BEGIN
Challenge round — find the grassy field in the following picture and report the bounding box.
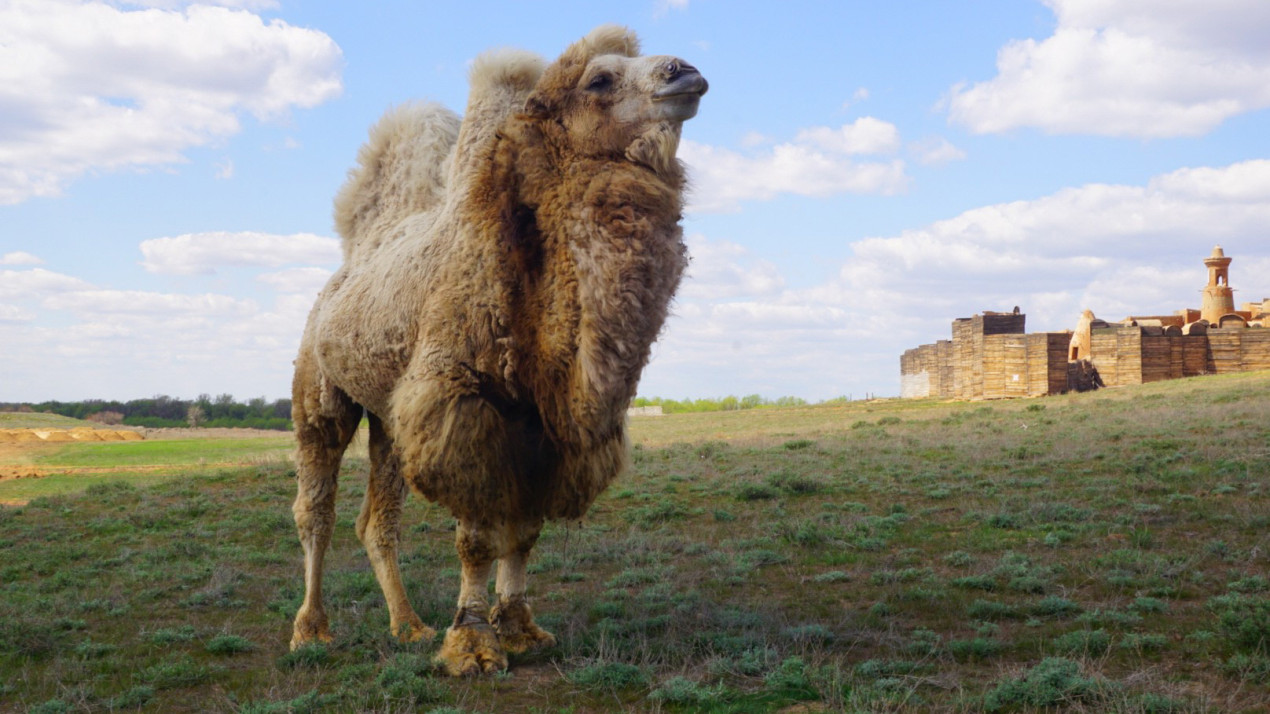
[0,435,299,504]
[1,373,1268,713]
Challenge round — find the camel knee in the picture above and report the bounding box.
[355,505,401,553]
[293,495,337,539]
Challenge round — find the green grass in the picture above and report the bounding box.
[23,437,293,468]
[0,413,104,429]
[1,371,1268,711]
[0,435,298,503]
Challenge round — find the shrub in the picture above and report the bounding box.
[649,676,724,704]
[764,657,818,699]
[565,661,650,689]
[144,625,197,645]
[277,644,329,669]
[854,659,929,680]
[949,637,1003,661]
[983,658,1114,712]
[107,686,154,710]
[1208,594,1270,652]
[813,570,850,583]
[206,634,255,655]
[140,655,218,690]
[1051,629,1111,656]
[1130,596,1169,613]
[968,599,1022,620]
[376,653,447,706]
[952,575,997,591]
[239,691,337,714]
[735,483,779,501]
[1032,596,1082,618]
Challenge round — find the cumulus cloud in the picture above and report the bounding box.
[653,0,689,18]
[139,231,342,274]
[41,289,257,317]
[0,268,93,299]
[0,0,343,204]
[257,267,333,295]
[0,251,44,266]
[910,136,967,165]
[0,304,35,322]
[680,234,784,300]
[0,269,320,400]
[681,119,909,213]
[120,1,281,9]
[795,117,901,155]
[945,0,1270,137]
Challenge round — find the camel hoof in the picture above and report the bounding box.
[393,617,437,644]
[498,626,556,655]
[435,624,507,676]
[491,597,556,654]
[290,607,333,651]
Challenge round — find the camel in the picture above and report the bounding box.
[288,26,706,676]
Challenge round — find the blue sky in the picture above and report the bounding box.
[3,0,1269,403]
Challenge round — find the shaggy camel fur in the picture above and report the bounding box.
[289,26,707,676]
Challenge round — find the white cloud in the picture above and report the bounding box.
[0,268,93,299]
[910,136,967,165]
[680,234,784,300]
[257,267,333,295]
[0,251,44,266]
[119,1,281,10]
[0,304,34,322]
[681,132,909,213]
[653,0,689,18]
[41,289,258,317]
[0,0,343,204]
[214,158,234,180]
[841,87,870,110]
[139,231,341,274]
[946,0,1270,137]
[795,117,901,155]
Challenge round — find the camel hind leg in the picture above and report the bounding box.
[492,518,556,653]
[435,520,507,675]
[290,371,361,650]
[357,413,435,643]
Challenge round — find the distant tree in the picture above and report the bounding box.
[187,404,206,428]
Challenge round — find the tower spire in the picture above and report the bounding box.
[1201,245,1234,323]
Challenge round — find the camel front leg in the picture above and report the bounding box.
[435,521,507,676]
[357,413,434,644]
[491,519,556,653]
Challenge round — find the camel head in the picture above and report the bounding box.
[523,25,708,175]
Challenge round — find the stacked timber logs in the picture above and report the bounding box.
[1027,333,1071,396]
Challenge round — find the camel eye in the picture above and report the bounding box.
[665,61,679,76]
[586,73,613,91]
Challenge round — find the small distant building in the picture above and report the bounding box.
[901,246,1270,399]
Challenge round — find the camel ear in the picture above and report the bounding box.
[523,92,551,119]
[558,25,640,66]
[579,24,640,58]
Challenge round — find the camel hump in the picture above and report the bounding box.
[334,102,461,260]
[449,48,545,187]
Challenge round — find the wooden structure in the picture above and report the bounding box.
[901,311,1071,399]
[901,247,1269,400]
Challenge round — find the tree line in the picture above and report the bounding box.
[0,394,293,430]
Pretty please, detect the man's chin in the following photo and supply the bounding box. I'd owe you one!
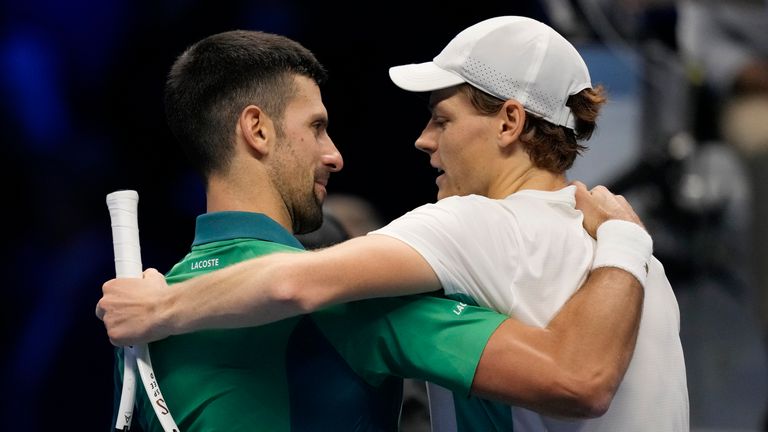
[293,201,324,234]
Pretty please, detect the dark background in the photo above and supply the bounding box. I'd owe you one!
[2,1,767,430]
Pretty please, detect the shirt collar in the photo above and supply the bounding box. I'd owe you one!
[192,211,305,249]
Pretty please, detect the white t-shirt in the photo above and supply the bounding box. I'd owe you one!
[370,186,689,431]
END
## Exercise description
Your answer must be the entries repeated exactly, with no pictures.

## Solution below
Challenge round — find the grassy field in the following picture and report the bounding box.
[0,435,299,504]
[1,373,1268,713]
Challenge round — find the camel knee in the picture above and report the bounding box.
[355,505,401,553]
[293,495,337,539]
Challenge round — find the green grass in the picture above and report the bounding box.
[23,437,293,468]
[0,413,104,429]
[1,371,1268,711]
[0,435,298,503]
Challenge round — find the shrub in the picture above and report the bounding box.
[649,676,724,704]
[764,657,818,699]
[565,661,650,689]
[144,625,197,645]
[277,644,329,669]
[854,659,929,680]
[949,637,1003,661]
[983,658,1114,712]
[107,686,154,710]
[1208,594,1270,652]
[813,570,850,583]
[206,634,255,655]
[140,655,218,690]
[1051,629,1111,656]
[1130,596,1169,613]
[968,599,1022,620]
[376,653,447,706]
[952,575,997,591]
[239,691,337,714]
[735,483,779,501]
[1032,596,1082,618]
Challenge round — find the cumulus cloud in the picture above and report the bounding box.
[653,0,689,18]
[139,231,342,274]
[41,289,257,317]
[0,268,93,299]
[0,0,343,204]
[257,267,333,295]
[0,251,44,266]
[910,136,967,165]
[0,304,35,322]
[680,234,784,300]
[0,269,320,400]
[681,119,909,213]
[120,1,281,9]
[795,117,901,155]
[945,0,1270,137]
Challenge round — find the camel hoof in the picture above and report the bounding box.
[393,617,437,644]
[498,626,556,655]
[435,624,507,676]
[491,597,556,654]
[290,607,333,651]
Challenge round — find the camel in the picture above and report the bounding box.
[288,26,706,676]
Challenge round — find the blue sky in the picture above and report the bounding box.
[3,0,1269,403]
Challenge round — find the shaggy camel fur in the picture above and report the bounding box.
[289,26,707,676]
Challenge round — find the white cloud in the picture above and report the bounding box.
[0,268,93,299]
[910,136,967,165]
[680,234,784,300]
[257,267,333,295]
[0,251,44,266]
[119,1,281,10]
[0,304,34,322]
[681,132,909,213]
[653,0,689,18]
[41,289,258,317]
[0,0,343,204]
[214,158,234,180]
[841,87,870,110]
[139,231,341,274]
[946,0,1270,137]
[795,117,901,155]
Challenge round — find the camel hind leg in the picture above and report the bounding box.
[492,518,556,653]
[435,520,507,675]
[290,371,361,650]
[357,413,435,643]
Challenge round — find the distant tree in the picture above and report the bounding box.
[187,404,206,428]
Challenge round — find the tower spire in the picture above and report the bounding box.
[1201,245,1234,323]
Challenge round — find the camel front leg in the picture above and report the bounding box.
[435,521,507,676]
[357,413,434,644]
[491,519,556,653]
Challenge round — find the camel head in the picture above and report the bounding box.
[523,25,708,175]
Challenge round — find the stacked timber logs in the picture above and report the bounding box.
[1027,333,1071,396]
Challenge round — find the camel eye in the picture above and report the bounding box.
[665,61,679,76]
[586,73,613,91]
Challenge round — find the small distant building in the picture above and report the bounding box.
[901,246,1270,399]
Challenge round — find the camel ear in the picture above and report the bounding box.
[523,92,551,119]
[558,25,640,66]
[579,24,640,58]
Challenge round — find the camel hump in the picture above and report the bounding box.
[334,102,461,260]
[449,48,545,187]
Challenge round — find the wooden structure in the picture above and report the bounding box.
[901,311,1071,399]
[901,247,1269,400]
Challenge round — find the tree line in the picture above and report the bounding box.
[0,394,293,430]
Pretty please, detect the man's chin in the following photo and supply the bounding box. I'd owe you one!
[293,201,324,234]
Pretty please, detect the dark background in the photo above and supply the bounding box. I'd owe you one!
[2,1,767,430]
Pretty please, detect the shirt collar in the photo above and supply the bounding box. I'd owe you one!
[192,211,305,249]
Pretty please, detect the white t-shirt in the photo above and supply the bounding box. I'd owe you one!
[370,186,689,431]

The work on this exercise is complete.